[Info-vax] HDF5 going going, perhaps soon gone from VMS?

John E. Malmberg wb8tyw at qsl.network
Wed Aug 19 08:09:06 EDT 2015


On 8/19/2015 4:21 AM, Dirk Munk wrote:
> Dirk Munk wrote:
>
> Supplying groups like these with free VMS Itaniums is a bit difficult.
> But couldn't VSI set up an online software development server for
> projects like these? VSI could set up a complete environment for HDF,
> set up accounts etc. as a kind of service. They could offer some support
> for VMS specific questions etc. Projects returning or staying on VMS is
> always good news I suppose.

HP has(had?) an open source cluster with free access set up for this 
already.  I have not used it for a while because the latency to India 
was too high, and I currently can not reach it.

Free Alpha emulators are also easily available.  And most Alpha source 
will just build and run on Itanium.

The issue is that for VMS support, you need at least one VMS advocate 
dedicating significant time to do testing and development.

You will find that every other OS supported by an open source project 
has at least one maintainer active on the support forum for it.

In the case of Python 3.6x future VMS support being removed that was 
brought up last year, several VMS people on the python indicated that 
they wanted to help.

Aim
Copy everything from "HP has(had?) an" down to "not reach it." in the mailing-list post, swapping "latency" for "lag". The records below this point come from a separate source.

Extracted information
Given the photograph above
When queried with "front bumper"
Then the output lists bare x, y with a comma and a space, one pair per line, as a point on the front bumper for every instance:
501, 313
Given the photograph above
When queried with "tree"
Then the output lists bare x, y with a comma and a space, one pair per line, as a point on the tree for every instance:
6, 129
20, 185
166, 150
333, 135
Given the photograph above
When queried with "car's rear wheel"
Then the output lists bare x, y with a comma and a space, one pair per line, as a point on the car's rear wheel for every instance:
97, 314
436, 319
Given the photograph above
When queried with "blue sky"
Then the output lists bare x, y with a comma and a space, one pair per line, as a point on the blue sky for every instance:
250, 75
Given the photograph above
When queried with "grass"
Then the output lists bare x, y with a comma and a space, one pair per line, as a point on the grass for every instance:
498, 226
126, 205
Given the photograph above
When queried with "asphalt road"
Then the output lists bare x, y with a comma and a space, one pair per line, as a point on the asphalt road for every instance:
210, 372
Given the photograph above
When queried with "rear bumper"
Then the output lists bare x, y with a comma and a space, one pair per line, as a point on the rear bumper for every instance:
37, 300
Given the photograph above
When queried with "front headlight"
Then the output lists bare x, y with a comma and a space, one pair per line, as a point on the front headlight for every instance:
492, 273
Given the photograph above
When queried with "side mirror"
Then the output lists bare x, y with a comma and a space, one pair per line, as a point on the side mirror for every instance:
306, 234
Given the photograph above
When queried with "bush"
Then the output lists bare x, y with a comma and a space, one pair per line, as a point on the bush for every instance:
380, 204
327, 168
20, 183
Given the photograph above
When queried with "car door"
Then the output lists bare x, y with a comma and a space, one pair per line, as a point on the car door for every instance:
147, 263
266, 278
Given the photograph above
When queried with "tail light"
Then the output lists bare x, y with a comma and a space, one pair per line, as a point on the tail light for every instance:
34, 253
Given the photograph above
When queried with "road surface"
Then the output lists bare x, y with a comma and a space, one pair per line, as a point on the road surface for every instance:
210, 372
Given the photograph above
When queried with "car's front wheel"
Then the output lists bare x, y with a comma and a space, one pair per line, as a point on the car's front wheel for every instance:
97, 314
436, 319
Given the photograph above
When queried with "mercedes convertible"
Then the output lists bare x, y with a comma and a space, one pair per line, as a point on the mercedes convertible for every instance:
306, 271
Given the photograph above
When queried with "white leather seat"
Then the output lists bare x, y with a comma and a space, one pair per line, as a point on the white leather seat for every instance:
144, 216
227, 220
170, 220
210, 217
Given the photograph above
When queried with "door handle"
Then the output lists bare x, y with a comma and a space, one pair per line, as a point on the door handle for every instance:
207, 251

Output for this task
HP has(had?) an open source cluster with free access set up for this 
already.  I have not used it for a while because the lag to India 
was too high, and I currently can not reach it.